◆ What to produce ◆
Copy all entries exactly.

--- Task inputs Enclosed Below ---

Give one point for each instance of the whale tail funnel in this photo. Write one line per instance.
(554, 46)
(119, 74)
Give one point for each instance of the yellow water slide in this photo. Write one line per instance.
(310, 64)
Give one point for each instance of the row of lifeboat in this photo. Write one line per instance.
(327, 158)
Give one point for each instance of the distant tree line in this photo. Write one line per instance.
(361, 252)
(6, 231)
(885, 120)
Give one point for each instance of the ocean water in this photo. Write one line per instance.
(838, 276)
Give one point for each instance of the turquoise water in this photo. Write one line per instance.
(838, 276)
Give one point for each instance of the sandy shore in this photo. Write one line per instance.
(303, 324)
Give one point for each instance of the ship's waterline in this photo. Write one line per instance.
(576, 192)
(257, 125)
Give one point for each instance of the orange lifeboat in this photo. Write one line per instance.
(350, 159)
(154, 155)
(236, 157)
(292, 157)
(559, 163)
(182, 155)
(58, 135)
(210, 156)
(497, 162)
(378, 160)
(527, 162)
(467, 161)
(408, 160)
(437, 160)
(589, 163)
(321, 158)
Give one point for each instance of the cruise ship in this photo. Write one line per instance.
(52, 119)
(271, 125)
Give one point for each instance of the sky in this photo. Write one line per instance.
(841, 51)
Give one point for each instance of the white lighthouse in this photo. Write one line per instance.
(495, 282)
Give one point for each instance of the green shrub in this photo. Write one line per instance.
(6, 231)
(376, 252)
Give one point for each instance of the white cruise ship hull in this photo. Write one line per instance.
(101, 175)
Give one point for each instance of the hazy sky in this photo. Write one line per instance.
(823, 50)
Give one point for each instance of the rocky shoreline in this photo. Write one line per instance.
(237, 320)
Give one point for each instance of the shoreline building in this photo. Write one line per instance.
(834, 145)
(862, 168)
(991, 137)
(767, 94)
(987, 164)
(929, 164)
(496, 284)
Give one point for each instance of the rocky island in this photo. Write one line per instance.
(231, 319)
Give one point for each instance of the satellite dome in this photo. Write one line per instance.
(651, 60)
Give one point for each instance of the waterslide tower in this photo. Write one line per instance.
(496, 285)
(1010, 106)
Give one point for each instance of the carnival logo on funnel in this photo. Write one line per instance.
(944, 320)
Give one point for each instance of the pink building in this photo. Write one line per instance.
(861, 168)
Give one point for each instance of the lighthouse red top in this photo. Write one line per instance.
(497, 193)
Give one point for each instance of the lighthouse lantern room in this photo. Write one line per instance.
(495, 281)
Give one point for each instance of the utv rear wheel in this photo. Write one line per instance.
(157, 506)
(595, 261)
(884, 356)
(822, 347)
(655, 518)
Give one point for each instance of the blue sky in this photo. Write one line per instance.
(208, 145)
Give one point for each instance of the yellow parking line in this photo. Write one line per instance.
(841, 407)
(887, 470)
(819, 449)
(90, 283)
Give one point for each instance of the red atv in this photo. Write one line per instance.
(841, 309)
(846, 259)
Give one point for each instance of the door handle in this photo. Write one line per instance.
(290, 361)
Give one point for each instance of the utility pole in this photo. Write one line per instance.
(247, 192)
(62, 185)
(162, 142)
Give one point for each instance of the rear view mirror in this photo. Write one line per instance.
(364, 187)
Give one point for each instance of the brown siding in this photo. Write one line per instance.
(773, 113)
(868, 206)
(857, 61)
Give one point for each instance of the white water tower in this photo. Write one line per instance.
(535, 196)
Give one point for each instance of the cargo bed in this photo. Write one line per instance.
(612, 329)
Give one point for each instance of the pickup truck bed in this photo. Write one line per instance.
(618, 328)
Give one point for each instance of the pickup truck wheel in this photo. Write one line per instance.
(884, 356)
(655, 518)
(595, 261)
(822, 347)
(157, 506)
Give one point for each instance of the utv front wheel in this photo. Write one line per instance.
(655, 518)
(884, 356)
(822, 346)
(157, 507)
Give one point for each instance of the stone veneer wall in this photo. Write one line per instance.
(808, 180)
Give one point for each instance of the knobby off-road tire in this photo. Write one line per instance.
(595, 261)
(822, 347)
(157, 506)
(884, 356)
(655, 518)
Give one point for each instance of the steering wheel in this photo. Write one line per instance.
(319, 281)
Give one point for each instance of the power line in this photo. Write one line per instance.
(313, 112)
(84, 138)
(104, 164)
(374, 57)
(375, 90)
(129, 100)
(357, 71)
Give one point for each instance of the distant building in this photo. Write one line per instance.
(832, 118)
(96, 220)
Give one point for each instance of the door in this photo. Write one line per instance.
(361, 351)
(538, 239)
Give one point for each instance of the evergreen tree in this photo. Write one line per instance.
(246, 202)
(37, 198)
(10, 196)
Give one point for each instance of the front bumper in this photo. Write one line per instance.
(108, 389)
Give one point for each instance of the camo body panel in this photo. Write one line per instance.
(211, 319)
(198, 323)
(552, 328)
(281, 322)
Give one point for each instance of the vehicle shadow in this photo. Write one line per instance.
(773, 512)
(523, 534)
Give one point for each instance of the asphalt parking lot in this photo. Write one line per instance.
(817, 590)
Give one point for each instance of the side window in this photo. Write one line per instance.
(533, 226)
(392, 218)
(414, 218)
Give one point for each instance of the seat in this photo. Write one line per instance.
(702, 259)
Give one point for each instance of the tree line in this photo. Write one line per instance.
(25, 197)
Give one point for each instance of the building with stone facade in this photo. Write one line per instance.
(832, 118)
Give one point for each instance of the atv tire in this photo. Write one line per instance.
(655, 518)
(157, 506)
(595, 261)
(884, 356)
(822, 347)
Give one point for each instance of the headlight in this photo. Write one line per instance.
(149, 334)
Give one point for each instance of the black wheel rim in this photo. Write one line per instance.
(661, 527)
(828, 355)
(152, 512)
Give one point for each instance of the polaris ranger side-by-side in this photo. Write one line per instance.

--- End of Enclosed Task inputs ---

◆ Your solution ◆
Give one point for each instance of the whale tail funnel in this photo. Write one line per instance.
(554, 46)
(119, 74)
Give one point for each instance of the yellow water slide in this photo. Write one line per instance.
(310, 64)
Give one point for each instance of the row of lifeboat in this photo. Write one line per instance.
(327, 158)
Give one point for each instance of the distant tree line in this photo. Write one line per instance.
(361, 252)
(6, 231)
(885, 120)
Give one point for each instance of the ocean water in this photo. Write one line per instance.
(838, 276)
Give one point for each instance of the turquoise water in this photo. Write one line per instance.
(838, 276)
Give one point for each instance of the sandy shore in this photo. Write one line per instance.
(303, 324)
Give one point for each instance of the ship's waterline in this photo. Write one line per instance.
(576, 192)
(257, 125)
Give one point for each instance of the orange lifeboat in this photo. Write one line per instance.
(350, 159)
(154, 155)
(236, 157)
(292, 157)
(559, 163)
(182, 155)
(58, 135)
(210, 156)
(497, 162)
(378, 160)
(527, 162)
(467, 161)
(408, 160)
(437, 160)
(589, 163)
(321, 158)
Give one point for each instance of the cruise ship in this photo. Write one line per instance.
(52, 119)
(271, 125)
Give one point for each instance of the sky in this photo. Write one line per instance.
(841, 51)
Give one point for each instance of the white lighthouse in this photo. Write one line per instance.
(495, 282)
Give one point for each instance of the green shrub in this photo. Write one line per instance.
(6, 231)
(376, 252)
Give one point for each instance of the white cruise ship hull in this photo. Write one line per instance.
(101, 175)
Give one point for each instance of the hazy sky in this photo. Write one line per instance.
(823, 50)
Give one point for each instance of the rocky shoreline in this photo. Write one line per instance.
(237, 320)
Give one point for each instance of the shoreline building in this photo. Write one line per instance.
(834, 145)
(862, 168)
(991, 137)
(767, 94)
(987, 164)
(929, 164)
(496, 284)
Give one point for each instance of the rocky island in this photo. Write one line per instance.
(231, 319)
Give one point for each instance of the satellite dome in this photo. Write one line per instance.
(651, 60)
Give one point for each instance of the waterslide tower in this photo. Write one line per instance.
(496, 285)
(1010, 106)
Give one point for each instance of the carnival logo on funnel in this photo. Write one line per instance.
(944, 320)
Give one point for each instance of the pink building in this photo. Write one line per instance.
(861, 168)
Give one point for each instance of the lighthouse red top in this photo. Write one line per instance.
(497, 193)
Give one point for each instance of the lighthouse lantern room in this photo. Write one line per instance.
(495, 281)
Give one point for each instance of the utv rear wheel in this photo. Write one line per instance.
(157, 506)
(595, 261)
(884, 356)
(822, 347)
(655, 518)
Give one point for each instance of the blue sky in this photo. Write one line per instance.
(208, 145)
Give one point for each instance of the yellow parking line in this photo. Write one line per instance.
(841, 407)
(887, 470)
(819, 449)
(90, 283)
Give one point for each instance of the red atv in this photo. Write one line per instance.
(841, 309)
(846, 259)
Give one point for each instance of the door handle in this photo. Write one line per instance.
(290, 361)
Give one point for each instance of the utility pole in this photo. Write one line per instance.
(247, 192)
(62, 185)
(162, 142)
Give one point for each instance of the rear view mirror in this photo. Write one line per instance.
(364, 187)
Give one point for each instance of the brown siding in this photo. Write one line per instance.
(773, 113)
(868, 206)
(857, 61)
Give one point for each instance of the white water tower in this photo. Write one line per instance.
(535, 196)
Give one point for each instance of the cargo bed in this photo. Write one line per instance.
(612, 329)
Give one point for each instance of the pickup truck bed in this photo. Write one line per instance.
(618, 328)
Give one point for each instance of the pickup truck wheel in this photo. Write one line per instance.
(884, 356)
(655, 518)
(595, 261)
(822, 347)
(157, 506)
Give one point for each instance of the utv front wheel in this photo. Write one line per instance.
(655, 518)
(884, 356)
(822, 346)
(157, 507)
Give one point for each instance of the stone veneer wall in this photo. Write one line per instance.
(808, 180)
Give one point for each instance of the knobby off-road tire in this photo. Write one line per instance.
(595, 261)
(822, 347)
(157, 506)
(884, 356)
(655, 518)
Give one point for each instance of the steering wheel in this photo. Write one line per instance.
(319, 281)
Give one point for each instance of the power line in this photo. Write one line per instance.
(313, 112)
(84, 138)
(104, 164)
(374, 57)
(375, 90)
(129, 100)
(357, 71)
Give one point for each instance of the distant building in this photo. Write one line per instance.
(832, 118)
(96, 220)
Give one point for each instance of the door in this photo. Write one line per instance.
(361, 351)
(538, 239)
Give one point for each instance of the evergreen tree in this photo. Write one line per instance.
(246, 202)
(37, 198)
(10, 196)
Give one point for each instance of the front bumper in this photo. Write one line per instance.
(108, 389)
Give one point for each instance of the camo body panel in this photo. Write one line per instance.
(211, 319)
(198, 323)
(552, 328)
(281, 322)
Give one point for each instance of the vehicle shadow in this photo. Write one line per instance.
(773, 512)
(523, 534)
Give one point for each instance of the asphalt parking lot in this photo. Write one line per instance.
(817, 590)
Give one point for each instance of the side window in this photo. Write one line per instance.
(533, 226)
(392, 218)
(414, 218)
Give one point for each instance of the seat in this photo. Write one line per instance.
(702, 259)
Give one point for each instance of the tree line in this photo. Write one line per instance.
(25, 197)
Give one point for each instance of the building with stone facade in this photo. Write one line per instance.
(832, 118)
Give one point for each instance of the atv tire in this photo. Write one line per instance.
(655, 518)
(157, 506)
(595, 261)
(884, 356)
(822, 347)
Give one point for each instance of the headlight in this photo. Write one line per instance.
(149, 334)
Give one point for each instance of the black wheel rim in this photo. Write one line per instance.
(661, 527)
(828, 355)
(152, 512)
Give one point for each instance of the polaris ranger side-by-side in this photo. Write one line per instance.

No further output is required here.